Two cannibals eating a clown, and one says to the other "Does this taste funny to you?"
Tell us a joke Page 286
A prince met an "actress" from a tv show which hardly anyone watched on a crummy freeview channel.
They had a terrible life and were subjected hate and racism from EVERYONE in the world.
Someone said to the prince "Is that a gold digging self obsessed parasite?"
"No" said the prince "That's my wife!!!".
Boom boom aythangew!
Just read the News thread and it reminded me of an old joke.
What's the difference between Fanny Craddock and a Cross Country Run?
One's a pant in the country..........
Last night I was watching a right good film so I paused it while I made a cup of tea.
I've now lost my job at the cinema.
I've bought my new girlfriend some Bristol cream for Christmas.
She won't let me rub it in though.
Quote: Stephen Goodlad @ 21st December 2022, 8:57 AMI've bought my new girlfriend some Bristol cream for Christmas.
She won't let me rub it in though.
Very good.
Quote: Stephen Goodlad @ 21st December 2022, 8:57 AMI've bought my new girlfriend some Bristol cream for Christmas.

» **EXERCISE OBJECTIVE**: Reproduce the passage of the joke thread from "Just read the" to "cup of tea.", word for word. The data after the text aren't needed for this exercise.

» **DATASET EXTRACT**:
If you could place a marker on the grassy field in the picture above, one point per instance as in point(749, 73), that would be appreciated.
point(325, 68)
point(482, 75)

» **ANSWER TO THE PROBLEM**:
Just read the News thread and it reminded me of an old joke.
What's the difference between Fanny Craddock and a Cross Country Run?
One's a pant in the country..........
Last night I was watching a right good film so I paused it while I made a cup of tea.